*DATA SUPPLIED*:
::::

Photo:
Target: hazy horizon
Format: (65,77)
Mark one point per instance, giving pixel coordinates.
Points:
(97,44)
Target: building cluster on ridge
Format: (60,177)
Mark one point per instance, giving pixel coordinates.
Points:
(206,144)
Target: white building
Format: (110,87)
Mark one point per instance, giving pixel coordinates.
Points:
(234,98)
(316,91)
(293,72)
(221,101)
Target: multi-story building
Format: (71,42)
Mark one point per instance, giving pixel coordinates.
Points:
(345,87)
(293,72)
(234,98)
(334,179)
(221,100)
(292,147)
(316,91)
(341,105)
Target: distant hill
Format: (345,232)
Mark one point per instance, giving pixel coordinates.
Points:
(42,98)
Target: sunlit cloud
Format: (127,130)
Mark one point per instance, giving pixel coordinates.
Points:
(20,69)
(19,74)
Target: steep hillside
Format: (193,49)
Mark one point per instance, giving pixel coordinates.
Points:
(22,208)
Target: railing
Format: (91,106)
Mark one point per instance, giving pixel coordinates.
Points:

::::

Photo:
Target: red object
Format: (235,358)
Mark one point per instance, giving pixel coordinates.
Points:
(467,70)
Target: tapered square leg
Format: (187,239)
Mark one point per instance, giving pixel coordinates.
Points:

::::

*WHAT YOU SHOULD DO*: Copy out each line of the records where the string "Format" appears.

*COMPLETED EXERCISE*:
Format: (65,77)
Format: (60,177)
Format: (110,87)
Format: (71,42)
Format: (345,232)
Format: (127,130)
Format: (193,49)
Format: (91,106)
Format: (235,358)
Format: (187,239)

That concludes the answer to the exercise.